--- Task to carry out ---
Transcribe the entries below without changing a word, and omit every picture.

--- Materials provided ---
=======
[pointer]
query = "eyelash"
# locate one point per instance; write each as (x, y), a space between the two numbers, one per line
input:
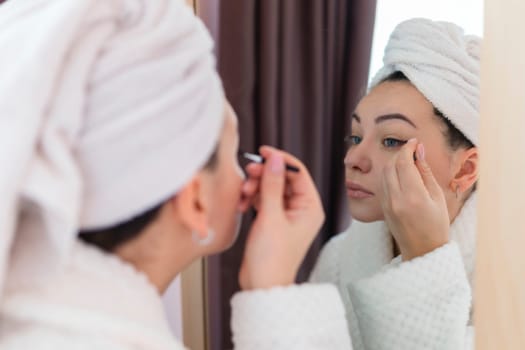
(353, 140)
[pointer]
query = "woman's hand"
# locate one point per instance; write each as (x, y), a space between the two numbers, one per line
(414, 204)
(289, 217)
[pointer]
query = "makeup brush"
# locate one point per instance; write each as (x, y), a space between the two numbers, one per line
(258, 159)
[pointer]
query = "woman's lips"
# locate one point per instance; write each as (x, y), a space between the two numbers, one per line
(356, 191)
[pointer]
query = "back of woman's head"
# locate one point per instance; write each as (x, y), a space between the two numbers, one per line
(126, 110)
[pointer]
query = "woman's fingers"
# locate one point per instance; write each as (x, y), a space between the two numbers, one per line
(409, 178)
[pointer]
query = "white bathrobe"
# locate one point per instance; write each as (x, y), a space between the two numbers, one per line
(420, 304)
(100, 302)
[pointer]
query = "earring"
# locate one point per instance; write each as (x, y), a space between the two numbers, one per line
(202, 241)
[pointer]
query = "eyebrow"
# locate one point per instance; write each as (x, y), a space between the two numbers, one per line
(386, 117)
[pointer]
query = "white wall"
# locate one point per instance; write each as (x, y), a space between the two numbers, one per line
(466, 13)
(173, 304)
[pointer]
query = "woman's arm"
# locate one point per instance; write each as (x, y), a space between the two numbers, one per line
=======
--- Response to this exercise ---
[pointer]
query = "eyelash"
# locate one point per instance; write each as (x, y), a space between the two numbers, one per line
input:
(353, 140)
[pointer]
query = "woman's hand"
# locate one point per instance; write each as (x, y), a space between the two numbers, one per line
(414, 204)
(289, 217)
[pointer]
query = "makeup brush"
# locate one point per instance; write each as (x, y), a space between the two numbers, one per line
(258, 159)
[pointer]
query = "woman's lips"
# locate one point per instance; write each as (x, y), a space between the two numbers, one per line
(356, 191)
[pointer]
query = "back of woman's head"
# locate one point per instance; write each as (x, y), a space between the two numbers, one per line
(126, 110)
[pointer]
query = "woman's fingers"
# locate one point per instance; write each as (x, y), a space between the two numbers, one per line
(409, 178)
[pointer]
query = "white bathrobe"
# locate one point per instance; write each as (x, y), a space between the two numbers, one per line
(420, 304)
(100, 302)
[pointer]
query = "earring"
# locate one point per instance; write each as (x, y), a space between the two numbers, one per line
(202, 241)
[pointer]
query = "eyebrow"
# locate one point per instance; write each as (x, y), a space between the two numbers, one per line
(386, 117)
[pointer]
query = "white wall"
# locate one point per instance; write each as (x, y), a space between the two numbers, one per line
(466, 13)
(173, 304)
[pointer]
query = "woman's arm"
# locate one point per instance; write each as (x, y), a space between the two numbers, one per line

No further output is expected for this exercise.